WORK TO DO =>
1) List the parts that the DCDW sensor post says must be scabbed onto PCB layout v0.01 to put the DCDW in SSID mode.
2) Continue the DCDW sensor post from its last line, picking up after the comment "// Dirt Cheap Dumb Wireless  (DCDW)".
Start SOURCE
Here is the indoor temperature sensor node

Here is the outdoor temperature sensor node

PCB layout v0.01 requires the ugly hack to scab on a diode, resistor and capacitor to put the DCDW in SSID mode. This will be cleanly accommodated on all PCB versions going forward.

Here is a Open Office import of what the DCDW master received from its nodes

Long straight lines are missing data when WinDoze7 ( >:(DONT get me STARTED >:( ) despite all power profile settings fell asleep and stopped listening to Arduino Uno.

Time is Arduino millis(), we have no Real Time Clock as you would use in a proper data logging project. We also have made no effort yet to convert frequency (Y axis) backto temperature. This is only a proof-of-concept for DCDW with one master node monitoring a swarm of sensors on a single channel.

The collisions are evident. Most falsely accepted collisions the outdoor node was sending its ID and was interrupted by (much stronger) indoor node ID which was erroneously accepted as the data for the outdoor temperature. Better spaghetti code software will fix this. You software mugs will get a laugh out of this:

// Dirt Cheap Dumb Wireless  (DCDW)
End SOURCE
Start DATA SECTION
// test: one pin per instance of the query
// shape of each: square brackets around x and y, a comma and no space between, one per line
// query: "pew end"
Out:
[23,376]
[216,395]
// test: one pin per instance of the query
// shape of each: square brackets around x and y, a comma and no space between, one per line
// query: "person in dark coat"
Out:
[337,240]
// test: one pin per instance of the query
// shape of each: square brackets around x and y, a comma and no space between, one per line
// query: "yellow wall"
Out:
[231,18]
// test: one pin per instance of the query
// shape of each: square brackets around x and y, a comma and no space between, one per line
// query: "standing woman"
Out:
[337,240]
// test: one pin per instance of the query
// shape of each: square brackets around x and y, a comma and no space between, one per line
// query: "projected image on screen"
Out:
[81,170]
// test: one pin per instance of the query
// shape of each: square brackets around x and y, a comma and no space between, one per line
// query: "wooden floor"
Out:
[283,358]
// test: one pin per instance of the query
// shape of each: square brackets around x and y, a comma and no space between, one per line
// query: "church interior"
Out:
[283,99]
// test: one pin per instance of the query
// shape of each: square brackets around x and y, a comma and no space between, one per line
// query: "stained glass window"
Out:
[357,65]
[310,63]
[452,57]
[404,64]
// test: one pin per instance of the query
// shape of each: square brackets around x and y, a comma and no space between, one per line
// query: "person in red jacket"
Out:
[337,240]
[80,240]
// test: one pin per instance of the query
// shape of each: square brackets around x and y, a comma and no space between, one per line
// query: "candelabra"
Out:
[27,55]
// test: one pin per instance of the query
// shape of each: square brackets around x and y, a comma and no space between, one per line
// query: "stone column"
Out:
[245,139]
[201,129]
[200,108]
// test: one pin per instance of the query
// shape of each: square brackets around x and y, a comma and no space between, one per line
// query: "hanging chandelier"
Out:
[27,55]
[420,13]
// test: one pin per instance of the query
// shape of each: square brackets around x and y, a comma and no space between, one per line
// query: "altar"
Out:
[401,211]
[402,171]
End DATA SECTION
OUTPUTS =>
1) A diode, a resistor, and a capacitor.

2)
// Demo code for DCDW Single Channel Sensor with Ident 
// 2011 Jan 09   by AltairLabs <http://www.altair.org> 
// This example code is in the public domain.
//
// visit Dirt Cheap Dumb Wireless   www.DCDWireless.com 
// for more open source DCDW hardware and software
// Set up DCDW PCB for Single Channel Sensor with Ident
// Oscillator frequencies in this demo use 
// Osc A = 1000 pF 100k ohms thermistor (large resistor reduces battery drain)
// Osc B = 0.01 uF and 1 meg ohms
// Osc C = 22 uF Tantalum, R5 = 10 Meg, R6 = 330k
//
// visit Arduino   www.arduino.cc 
// for great open source microcontroller hardware and software
//
// declare stuff
#include "WProgram.h"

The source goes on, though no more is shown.